How do the lines below between the ones holding "# Target: distant mountain ridge" and "# drop a dot on each instance of the stupa base", inclusive, read? Give them again exactly, with no other lines.

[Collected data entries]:
◆ ◆ ◆ ◆ ◆
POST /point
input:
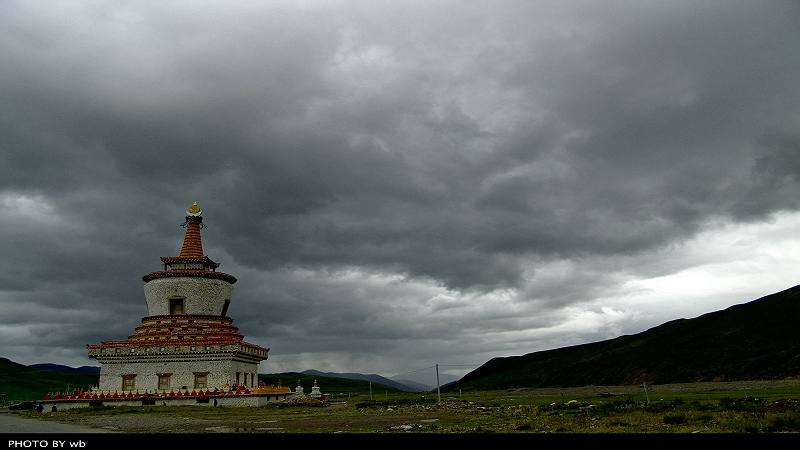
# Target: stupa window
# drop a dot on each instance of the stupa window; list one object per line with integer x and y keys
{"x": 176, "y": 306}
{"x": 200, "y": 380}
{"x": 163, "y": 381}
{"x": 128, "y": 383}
◆ ◆ ◆ ◆ ◆
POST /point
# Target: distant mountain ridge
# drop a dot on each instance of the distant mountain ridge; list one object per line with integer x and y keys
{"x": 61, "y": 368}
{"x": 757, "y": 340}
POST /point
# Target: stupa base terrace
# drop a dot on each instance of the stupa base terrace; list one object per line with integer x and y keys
◆ ◆ ◆ ◆ ◆
[ANSWER BOX]:
# Target: distant mountain ridge
# drop a dot on each instance of the distant mountain ridge; list one object per line with integer x and y keys
{"x": 61, "y": 368}
{"x": 757, "y": 340}
POST /point
# Target: stupa base terrace
# drop a dot on each instance of the stupa base terrace; list one object per line with integer x and y keys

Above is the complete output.